> [TEXT SHOWN]

A student from a Gran Canaria high school hospitalized due to the 'mataleón' challenge

A student from the Gran Canaria high school in La Isleta has ended up in the hospital after a friend practiced the 'mataleón' technique with him.

Oliver Thansan
Oliver Thansan
14 May 2024 Tuesday 17:10
7 Reads
A student from a Gran Canaria high school hospitalized due to the 'mataleón' challenge

A student from the Gran Canaria high school in La Isleta has ended up in the hospital after a friend practiced the 'mataleón' technique with him. This practice, which has become a very popular challenge on networks, consists of performing a martial arts hold—jiujitsu—grabbing the person from the back and strangling them with the arm until they are left without oxygen and unconscious.

According to Canarias7, the events occurred last Wednesday, May 8, when the student fell to the ground after fainting. Apparently, he hit his head very hard and had to be hospitalized, although the evolution is favorable.

The boy's mother, Isabel García, remarked last Monday the 13th that "they did it to each other because before, my son also did it to this other one." In any case, she added that “they had never reached the point of fainting” but that “it seems that this time it has gotten out of hand.”

> [TASK DIRECTIONS] Please reproduce, word for word, the passage of the news report on the 'mataleón' challenge above that opens with the words containing "According to Canarias7, the" and closes with "evolution is favorable.".

> [SUPPLIED MATERIAL]
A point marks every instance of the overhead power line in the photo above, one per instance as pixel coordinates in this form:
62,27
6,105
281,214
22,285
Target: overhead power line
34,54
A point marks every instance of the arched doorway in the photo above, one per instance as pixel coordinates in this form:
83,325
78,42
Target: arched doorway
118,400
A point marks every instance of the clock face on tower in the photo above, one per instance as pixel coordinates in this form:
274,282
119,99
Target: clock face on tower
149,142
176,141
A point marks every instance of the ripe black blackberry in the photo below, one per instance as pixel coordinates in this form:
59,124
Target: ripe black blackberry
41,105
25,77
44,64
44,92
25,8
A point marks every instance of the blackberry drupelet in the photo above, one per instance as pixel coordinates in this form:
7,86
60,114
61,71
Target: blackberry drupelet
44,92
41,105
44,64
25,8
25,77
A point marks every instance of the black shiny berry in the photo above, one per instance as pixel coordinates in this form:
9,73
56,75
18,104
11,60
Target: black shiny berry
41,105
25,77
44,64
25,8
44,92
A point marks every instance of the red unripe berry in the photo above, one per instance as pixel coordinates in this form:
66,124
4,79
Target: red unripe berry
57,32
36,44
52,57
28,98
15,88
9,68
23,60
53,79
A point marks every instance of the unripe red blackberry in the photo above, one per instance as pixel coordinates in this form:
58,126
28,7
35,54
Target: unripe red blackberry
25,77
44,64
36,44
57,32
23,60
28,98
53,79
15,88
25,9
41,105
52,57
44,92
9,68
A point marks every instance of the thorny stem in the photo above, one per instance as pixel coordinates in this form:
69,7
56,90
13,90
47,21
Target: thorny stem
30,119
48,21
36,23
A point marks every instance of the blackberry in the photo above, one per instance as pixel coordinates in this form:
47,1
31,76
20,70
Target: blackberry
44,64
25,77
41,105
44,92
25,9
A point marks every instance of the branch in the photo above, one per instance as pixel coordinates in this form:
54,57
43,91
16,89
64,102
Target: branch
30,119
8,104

> [ANSWER BELOW]
According to Canarias7, the events occurred last Wednesday, May 8, when the student fell to the ground after fainting. Apparently, he hit his head very hard and had to be hospitalized, although the evolution is favorable.